How many lines in the entries below contain the word "background"? Reply with the number alone.
-- Start Given data --
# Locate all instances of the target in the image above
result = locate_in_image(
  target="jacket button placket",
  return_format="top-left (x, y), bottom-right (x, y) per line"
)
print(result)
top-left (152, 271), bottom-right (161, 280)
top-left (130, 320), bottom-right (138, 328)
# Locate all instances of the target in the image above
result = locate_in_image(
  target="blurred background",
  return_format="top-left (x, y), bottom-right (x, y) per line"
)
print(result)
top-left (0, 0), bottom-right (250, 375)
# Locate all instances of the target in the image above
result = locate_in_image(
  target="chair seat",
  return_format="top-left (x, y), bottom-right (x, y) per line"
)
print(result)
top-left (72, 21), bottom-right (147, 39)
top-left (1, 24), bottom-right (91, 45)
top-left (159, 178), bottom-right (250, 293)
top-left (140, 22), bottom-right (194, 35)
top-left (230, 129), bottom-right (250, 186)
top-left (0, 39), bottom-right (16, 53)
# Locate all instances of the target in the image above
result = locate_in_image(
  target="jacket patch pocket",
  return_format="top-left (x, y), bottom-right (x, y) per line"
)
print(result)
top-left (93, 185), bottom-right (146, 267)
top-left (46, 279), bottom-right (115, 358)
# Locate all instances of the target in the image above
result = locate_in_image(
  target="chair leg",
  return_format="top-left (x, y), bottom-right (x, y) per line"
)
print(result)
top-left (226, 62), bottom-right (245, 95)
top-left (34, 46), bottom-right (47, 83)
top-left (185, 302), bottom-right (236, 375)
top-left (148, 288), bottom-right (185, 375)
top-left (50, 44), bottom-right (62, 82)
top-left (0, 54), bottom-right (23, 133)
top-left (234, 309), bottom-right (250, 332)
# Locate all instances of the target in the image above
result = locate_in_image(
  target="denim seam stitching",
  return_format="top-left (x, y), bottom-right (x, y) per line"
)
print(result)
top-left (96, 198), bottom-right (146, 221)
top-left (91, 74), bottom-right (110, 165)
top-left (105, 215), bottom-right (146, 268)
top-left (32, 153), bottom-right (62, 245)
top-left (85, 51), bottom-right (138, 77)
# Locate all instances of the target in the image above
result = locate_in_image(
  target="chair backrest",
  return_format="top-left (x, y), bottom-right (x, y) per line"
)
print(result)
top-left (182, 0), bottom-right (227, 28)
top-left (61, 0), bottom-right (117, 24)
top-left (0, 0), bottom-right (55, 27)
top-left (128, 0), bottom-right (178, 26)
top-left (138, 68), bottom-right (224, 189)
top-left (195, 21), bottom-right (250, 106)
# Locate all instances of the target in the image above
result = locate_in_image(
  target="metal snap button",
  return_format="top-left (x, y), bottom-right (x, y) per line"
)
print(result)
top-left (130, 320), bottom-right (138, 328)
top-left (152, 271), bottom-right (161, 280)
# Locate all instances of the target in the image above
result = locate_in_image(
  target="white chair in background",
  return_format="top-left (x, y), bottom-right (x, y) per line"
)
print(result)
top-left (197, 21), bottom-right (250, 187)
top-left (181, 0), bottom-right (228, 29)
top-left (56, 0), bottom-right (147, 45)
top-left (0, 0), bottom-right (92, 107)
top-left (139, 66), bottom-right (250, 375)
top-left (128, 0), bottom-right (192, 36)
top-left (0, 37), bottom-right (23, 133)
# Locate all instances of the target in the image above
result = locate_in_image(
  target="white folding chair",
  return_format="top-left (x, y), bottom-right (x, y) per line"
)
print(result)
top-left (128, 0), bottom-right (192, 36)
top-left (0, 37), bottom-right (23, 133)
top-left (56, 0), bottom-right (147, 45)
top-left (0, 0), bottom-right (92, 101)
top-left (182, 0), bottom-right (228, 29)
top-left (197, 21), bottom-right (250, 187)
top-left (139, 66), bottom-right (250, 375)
-- End Given data --
▶ The result
2